What you should do: Return, unchanged, the stretch of the data from the line containing "the fence post." through the end.

Data items:
——
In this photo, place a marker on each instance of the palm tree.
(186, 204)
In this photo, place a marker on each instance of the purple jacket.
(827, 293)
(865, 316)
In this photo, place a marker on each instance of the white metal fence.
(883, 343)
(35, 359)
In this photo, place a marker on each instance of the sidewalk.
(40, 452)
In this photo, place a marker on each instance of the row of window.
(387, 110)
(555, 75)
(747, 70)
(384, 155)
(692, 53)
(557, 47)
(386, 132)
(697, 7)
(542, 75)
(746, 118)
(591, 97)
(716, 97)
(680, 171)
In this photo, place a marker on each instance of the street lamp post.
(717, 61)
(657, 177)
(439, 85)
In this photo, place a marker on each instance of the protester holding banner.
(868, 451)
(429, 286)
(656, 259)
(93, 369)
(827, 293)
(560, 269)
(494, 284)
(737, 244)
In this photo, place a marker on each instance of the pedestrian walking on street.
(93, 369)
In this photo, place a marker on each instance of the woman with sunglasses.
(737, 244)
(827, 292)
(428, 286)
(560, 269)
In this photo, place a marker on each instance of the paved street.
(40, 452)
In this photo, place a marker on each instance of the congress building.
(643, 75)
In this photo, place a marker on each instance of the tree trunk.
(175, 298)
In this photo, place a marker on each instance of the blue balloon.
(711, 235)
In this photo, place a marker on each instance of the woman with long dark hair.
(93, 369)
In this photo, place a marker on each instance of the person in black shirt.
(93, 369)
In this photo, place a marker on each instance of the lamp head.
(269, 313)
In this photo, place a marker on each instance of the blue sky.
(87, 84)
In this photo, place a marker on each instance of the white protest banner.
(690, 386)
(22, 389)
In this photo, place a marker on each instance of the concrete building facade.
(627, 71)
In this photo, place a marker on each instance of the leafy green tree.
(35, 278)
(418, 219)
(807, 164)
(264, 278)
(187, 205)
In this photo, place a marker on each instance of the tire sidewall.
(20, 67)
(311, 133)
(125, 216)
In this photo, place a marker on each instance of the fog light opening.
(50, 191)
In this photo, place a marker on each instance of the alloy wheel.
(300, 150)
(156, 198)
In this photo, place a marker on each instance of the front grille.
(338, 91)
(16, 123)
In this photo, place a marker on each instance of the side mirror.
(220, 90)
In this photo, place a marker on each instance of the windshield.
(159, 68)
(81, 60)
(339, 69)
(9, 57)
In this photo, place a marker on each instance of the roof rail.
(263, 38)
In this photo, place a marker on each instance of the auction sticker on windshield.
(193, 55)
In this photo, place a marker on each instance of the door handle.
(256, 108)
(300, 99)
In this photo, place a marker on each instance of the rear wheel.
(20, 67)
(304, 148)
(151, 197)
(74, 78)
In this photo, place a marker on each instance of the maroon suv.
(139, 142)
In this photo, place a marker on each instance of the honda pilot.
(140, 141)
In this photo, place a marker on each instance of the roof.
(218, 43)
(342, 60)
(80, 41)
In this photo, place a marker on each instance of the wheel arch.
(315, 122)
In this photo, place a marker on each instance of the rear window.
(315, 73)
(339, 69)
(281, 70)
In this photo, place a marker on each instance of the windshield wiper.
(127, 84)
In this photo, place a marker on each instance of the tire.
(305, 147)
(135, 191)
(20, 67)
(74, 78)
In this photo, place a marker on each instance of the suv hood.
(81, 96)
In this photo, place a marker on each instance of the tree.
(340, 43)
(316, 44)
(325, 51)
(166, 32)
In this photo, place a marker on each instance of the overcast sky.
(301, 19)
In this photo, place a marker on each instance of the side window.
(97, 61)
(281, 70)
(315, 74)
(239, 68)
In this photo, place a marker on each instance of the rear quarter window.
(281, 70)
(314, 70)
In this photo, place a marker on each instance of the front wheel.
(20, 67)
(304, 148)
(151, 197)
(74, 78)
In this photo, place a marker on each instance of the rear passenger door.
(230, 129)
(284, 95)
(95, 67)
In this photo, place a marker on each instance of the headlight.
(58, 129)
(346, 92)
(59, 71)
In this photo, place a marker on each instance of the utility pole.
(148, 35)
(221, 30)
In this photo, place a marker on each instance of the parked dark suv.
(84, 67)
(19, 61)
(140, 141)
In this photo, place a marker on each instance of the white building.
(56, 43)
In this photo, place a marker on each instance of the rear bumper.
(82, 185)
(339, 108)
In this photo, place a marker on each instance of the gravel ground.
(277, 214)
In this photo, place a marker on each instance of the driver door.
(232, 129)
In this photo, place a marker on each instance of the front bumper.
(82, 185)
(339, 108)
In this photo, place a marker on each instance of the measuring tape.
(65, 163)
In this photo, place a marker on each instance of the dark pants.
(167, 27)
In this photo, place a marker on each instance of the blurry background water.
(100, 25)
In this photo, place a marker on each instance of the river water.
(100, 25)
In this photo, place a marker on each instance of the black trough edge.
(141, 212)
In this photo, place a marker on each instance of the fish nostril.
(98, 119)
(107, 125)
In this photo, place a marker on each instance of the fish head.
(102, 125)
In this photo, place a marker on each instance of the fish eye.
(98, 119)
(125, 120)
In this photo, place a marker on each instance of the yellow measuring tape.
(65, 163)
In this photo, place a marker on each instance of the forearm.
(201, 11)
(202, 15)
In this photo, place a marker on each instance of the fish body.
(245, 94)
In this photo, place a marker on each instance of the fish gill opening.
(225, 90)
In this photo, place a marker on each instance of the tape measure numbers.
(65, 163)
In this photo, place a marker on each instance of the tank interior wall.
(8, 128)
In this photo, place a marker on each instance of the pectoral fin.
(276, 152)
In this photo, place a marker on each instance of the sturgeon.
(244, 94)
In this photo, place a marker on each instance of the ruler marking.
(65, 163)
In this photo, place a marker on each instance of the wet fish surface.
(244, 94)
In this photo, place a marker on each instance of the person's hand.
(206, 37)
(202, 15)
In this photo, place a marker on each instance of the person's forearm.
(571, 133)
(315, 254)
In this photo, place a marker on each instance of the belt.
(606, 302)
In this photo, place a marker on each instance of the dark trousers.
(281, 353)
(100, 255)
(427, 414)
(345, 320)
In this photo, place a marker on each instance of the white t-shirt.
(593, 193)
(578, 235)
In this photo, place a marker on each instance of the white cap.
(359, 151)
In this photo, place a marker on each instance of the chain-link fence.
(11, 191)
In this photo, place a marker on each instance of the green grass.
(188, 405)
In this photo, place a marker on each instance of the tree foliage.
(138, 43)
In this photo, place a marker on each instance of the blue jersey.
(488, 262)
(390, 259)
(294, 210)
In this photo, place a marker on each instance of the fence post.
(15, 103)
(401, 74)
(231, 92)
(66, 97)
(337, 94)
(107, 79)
——
Response to the exercise:
In this photo, place a marker on each instance of the fence post.
(15, 103)
(401, 74)
(231, 92)
(66, 97)
(337, 94)
(107, 79)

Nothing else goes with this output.